→ **TASK PROMPT**:
Copy the stretch of the listing below from the line containing "Wildlife-survey tagging: tag each instance of the blue armchair" through the line containing "(1147, 681)", character for character, including both end lines.

Point annotation records:
______

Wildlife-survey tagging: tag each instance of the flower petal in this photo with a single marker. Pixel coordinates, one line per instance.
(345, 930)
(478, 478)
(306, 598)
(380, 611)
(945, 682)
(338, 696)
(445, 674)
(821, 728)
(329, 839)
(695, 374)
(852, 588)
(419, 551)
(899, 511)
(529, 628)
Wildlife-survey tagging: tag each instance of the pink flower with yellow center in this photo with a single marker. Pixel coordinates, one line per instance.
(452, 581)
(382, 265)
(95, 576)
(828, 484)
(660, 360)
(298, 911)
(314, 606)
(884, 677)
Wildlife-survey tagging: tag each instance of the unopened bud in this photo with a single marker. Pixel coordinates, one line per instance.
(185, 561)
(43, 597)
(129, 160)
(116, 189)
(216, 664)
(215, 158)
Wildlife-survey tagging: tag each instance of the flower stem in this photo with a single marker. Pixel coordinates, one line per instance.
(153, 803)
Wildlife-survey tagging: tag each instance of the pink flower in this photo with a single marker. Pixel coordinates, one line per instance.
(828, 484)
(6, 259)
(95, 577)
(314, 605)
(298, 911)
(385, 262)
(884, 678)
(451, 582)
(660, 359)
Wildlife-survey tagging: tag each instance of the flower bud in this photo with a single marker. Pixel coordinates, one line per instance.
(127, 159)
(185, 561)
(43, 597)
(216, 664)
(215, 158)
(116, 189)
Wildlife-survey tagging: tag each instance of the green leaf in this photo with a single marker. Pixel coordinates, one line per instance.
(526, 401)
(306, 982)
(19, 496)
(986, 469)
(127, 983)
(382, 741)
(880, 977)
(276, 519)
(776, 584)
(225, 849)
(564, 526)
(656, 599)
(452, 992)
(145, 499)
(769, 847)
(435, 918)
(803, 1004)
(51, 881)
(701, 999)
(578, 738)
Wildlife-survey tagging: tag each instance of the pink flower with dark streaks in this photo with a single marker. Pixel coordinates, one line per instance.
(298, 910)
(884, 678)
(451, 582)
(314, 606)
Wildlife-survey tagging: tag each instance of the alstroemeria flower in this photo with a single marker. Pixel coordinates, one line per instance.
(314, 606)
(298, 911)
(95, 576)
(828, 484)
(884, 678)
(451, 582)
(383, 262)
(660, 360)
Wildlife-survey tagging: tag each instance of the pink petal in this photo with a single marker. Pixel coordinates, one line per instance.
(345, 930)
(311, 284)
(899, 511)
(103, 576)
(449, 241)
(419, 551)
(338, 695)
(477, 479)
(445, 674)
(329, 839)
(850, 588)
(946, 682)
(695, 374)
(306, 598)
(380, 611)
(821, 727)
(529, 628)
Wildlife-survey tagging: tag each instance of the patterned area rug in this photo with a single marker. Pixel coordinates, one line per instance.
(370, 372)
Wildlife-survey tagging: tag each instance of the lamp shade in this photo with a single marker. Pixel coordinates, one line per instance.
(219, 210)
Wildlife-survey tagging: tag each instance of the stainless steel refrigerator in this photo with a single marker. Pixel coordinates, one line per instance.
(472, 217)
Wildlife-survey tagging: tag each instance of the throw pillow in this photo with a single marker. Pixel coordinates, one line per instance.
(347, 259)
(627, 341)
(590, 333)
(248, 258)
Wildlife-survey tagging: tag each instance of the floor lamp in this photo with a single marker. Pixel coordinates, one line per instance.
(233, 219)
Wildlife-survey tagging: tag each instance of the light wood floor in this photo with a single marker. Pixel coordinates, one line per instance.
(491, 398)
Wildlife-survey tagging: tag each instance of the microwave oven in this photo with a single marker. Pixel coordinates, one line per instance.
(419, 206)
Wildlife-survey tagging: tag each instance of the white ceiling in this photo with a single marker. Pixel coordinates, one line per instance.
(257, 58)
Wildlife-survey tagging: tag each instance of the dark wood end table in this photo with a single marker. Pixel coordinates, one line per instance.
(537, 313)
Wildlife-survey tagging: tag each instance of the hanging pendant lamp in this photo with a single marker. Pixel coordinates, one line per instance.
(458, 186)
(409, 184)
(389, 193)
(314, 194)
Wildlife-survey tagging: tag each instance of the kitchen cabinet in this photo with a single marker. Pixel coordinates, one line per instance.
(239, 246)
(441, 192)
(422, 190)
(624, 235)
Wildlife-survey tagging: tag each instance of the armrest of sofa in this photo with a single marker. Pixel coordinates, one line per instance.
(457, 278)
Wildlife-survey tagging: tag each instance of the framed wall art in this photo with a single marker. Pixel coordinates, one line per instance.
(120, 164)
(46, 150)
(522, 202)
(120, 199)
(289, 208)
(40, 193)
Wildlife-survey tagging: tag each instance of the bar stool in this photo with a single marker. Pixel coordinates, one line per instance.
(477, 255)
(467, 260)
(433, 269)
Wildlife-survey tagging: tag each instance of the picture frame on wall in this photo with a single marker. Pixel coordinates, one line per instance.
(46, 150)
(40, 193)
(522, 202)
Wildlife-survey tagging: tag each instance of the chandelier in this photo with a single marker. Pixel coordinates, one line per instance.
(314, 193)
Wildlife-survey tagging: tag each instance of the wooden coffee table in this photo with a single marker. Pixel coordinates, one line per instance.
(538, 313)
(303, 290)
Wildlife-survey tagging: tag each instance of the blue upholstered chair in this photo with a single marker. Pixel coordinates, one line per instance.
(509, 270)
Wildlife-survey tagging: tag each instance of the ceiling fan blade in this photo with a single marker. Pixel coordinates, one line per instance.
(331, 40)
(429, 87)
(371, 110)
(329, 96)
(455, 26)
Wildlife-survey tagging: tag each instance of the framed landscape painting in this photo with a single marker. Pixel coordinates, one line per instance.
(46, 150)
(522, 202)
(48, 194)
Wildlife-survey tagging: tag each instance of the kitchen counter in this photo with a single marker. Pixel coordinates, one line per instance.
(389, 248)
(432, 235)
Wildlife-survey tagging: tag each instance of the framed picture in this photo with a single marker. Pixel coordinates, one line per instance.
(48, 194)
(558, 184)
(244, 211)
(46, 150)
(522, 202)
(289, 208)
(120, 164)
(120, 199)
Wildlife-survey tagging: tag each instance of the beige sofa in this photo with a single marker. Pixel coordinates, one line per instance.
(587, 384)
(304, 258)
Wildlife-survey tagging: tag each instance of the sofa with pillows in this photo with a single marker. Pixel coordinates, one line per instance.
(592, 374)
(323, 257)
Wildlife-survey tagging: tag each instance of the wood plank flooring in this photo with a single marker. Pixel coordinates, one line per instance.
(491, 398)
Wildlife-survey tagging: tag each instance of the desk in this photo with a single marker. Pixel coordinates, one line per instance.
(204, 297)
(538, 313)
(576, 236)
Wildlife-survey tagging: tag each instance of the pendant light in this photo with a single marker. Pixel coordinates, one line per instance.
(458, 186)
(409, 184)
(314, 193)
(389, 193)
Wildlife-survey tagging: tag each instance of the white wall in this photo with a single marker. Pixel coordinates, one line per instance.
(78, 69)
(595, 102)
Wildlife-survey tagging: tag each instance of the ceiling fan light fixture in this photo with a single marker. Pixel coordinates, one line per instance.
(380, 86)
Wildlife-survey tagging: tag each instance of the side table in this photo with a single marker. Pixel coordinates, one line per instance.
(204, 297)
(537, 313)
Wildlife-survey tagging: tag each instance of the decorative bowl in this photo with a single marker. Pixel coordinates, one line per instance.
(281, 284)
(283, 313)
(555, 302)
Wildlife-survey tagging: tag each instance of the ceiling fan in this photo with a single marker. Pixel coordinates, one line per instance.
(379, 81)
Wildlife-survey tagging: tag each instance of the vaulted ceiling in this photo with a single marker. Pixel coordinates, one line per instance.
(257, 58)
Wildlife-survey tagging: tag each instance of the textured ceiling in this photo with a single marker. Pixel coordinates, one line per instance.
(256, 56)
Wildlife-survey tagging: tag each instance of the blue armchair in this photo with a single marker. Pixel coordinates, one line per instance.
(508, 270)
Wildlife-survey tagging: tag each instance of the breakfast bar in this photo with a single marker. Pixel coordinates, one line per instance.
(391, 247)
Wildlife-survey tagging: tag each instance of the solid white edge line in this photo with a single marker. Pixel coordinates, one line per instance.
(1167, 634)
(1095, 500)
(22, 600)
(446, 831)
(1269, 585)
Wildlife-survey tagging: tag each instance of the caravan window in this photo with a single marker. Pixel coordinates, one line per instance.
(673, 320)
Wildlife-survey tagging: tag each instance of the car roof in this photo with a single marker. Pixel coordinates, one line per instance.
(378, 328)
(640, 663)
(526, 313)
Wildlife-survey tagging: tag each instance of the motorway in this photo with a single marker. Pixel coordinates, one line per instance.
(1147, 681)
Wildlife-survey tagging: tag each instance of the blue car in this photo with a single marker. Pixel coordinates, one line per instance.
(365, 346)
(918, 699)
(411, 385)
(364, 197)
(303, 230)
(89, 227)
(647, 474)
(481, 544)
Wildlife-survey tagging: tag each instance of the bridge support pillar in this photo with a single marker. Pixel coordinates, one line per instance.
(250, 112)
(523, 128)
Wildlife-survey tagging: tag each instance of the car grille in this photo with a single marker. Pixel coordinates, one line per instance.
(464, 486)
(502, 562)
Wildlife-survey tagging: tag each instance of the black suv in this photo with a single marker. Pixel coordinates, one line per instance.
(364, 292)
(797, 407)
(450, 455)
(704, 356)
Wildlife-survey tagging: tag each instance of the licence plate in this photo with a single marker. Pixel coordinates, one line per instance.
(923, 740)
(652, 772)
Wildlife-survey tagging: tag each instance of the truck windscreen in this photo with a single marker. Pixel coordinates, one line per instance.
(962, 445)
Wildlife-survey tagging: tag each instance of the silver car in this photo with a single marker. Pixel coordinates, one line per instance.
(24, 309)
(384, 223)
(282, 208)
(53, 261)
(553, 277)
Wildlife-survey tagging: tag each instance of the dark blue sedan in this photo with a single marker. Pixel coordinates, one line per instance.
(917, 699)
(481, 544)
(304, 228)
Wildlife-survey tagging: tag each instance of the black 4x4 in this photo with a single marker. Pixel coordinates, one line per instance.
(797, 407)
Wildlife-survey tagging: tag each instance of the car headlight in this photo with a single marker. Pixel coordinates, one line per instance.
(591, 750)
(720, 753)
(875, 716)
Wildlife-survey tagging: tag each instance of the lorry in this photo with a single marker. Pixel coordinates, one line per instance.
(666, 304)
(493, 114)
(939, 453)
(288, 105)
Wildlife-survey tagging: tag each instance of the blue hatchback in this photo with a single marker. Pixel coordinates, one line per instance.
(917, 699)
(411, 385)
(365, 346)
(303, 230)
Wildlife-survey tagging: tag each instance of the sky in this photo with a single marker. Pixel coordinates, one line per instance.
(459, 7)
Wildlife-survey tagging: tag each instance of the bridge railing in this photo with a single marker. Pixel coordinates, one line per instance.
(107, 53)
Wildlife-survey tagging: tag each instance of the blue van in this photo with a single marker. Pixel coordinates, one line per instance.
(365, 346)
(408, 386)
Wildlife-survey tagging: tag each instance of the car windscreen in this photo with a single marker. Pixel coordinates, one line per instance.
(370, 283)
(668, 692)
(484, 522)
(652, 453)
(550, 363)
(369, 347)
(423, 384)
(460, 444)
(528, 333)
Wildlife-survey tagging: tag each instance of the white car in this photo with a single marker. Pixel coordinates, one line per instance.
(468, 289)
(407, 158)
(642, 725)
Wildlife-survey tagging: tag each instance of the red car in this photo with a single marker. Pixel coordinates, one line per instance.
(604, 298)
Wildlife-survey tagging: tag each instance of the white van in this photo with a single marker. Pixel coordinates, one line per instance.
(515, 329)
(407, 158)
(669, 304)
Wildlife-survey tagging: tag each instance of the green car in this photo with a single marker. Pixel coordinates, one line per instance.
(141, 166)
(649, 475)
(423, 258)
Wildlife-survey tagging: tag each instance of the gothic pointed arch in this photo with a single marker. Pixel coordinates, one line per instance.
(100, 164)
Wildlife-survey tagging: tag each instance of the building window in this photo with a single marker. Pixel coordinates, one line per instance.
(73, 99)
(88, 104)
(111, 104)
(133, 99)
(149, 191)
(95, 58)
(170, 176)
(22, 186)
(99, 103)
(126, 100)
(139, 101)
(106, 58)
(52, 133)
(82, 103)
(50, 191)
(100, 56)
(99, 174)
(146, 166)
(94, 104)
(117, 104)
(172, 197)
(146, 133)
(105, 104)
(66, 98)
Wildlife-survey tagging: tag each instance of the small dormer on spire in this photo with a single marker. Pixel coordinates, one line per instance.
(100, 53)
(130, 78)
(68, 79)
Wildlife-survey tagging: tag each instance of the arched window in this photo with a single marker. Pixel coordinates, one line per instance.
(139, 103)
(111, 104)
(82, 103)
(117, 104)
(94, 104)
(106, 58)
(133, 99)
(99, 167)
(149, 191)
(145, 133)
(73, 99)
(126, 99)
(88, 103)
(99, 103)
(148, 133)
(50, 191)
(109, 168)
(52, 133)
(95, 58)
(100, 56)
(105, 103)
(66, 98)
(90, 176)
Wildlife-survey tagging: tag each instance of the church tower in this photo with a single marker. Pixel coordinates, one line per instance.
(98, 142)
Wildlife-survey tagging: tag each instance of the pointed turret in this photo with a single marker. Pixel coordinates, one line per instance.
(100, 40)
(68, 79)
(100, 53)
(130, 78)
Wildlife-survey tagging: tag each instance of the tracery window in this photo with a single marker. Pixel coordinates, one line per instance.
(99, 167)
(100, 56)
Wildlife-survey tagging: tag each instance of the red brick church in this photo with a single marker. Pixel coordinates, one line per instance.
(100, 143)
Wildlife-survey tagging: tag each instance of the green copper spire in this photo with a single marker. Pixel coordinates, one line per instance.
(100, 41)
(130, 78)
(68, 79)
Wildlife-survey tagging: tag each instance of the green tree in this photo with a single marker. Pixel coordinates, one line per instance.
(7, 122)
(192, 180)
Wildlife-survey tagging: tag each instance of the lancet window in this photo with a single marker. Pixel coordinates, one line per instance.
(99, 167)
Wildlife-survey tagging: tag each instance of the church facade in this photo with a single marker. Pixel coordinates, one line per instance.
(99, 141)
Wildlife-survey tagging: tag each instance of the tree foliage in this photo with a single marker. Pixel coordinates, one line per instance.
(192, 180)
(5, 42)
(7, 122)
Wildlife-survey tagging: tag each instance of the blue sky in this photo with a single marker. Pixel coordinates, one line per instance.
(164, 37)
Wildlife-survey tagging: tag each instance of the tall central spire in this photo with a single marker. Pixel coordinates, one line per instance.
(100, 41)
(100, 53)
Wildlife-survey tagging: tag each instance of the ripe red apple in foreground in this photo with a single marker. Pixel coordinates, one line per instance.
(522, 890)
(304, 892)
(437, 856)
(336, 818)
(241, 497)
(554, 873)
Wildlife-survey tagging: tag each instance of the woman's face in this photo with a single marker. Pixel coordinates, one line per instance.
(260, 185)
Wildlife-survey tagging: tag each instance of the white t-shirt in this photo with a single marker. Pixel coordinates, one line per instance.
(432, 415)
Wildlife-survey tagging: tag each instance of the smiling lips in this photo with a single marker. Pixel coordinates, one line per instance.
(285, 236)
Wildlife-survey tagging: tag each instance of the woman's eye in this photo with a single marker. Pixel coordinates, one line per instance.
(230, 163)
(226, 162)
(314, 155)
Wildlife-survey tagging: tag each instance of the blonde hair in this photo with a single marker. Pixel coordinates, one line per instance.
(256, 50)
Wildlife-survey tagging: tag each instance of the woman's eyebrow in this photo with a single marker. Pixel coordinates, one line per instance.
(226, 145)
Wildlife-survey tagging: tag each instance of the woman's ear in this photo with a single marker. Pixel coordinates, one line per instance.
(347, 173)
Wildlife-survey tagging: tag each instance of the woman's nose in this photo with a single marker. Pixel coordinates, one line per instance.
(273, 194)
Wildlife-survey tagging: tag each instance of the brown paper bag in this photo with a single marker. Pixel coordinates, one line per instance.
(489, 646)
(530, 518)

______

→ **RESPONSE TO THIS TASK**:
Wildlife-survey tagging: tag each instance of the blue armchair in this photo with a single marker. Pixel coordinates, one line per instance.
(508, 270)
Wildlife-survey tagging: tag each instance of the breakfast bar in this photo with a single marker. Pixel coordinates, one line per instance.
(391, 247)
Wildlife-survey tagging: tag each instance of the solid white edge line in this photo with a single marker. Pixel coordinates, one line per instance.
(1167, 634)
(1095, 500)
(22, 600)
(446, 831)
(1269, 585)
Wildlife-survey tagging: tag each instance of the caravan window in this photo with a single marker. Pixel coordinates, one line per instance.
(673, 320)
Wildlife-survey tagging: tag each instance of the car roof in this photo with a single marker. Pixel coordinates, one line per instance.
(378, 328)
(640, 663)
(526, 313)
Wildlife-survey tagging: tag each instance of the motorway in this photo with a single marker. Pixel coordinates, one line per instance.
(1147, 681)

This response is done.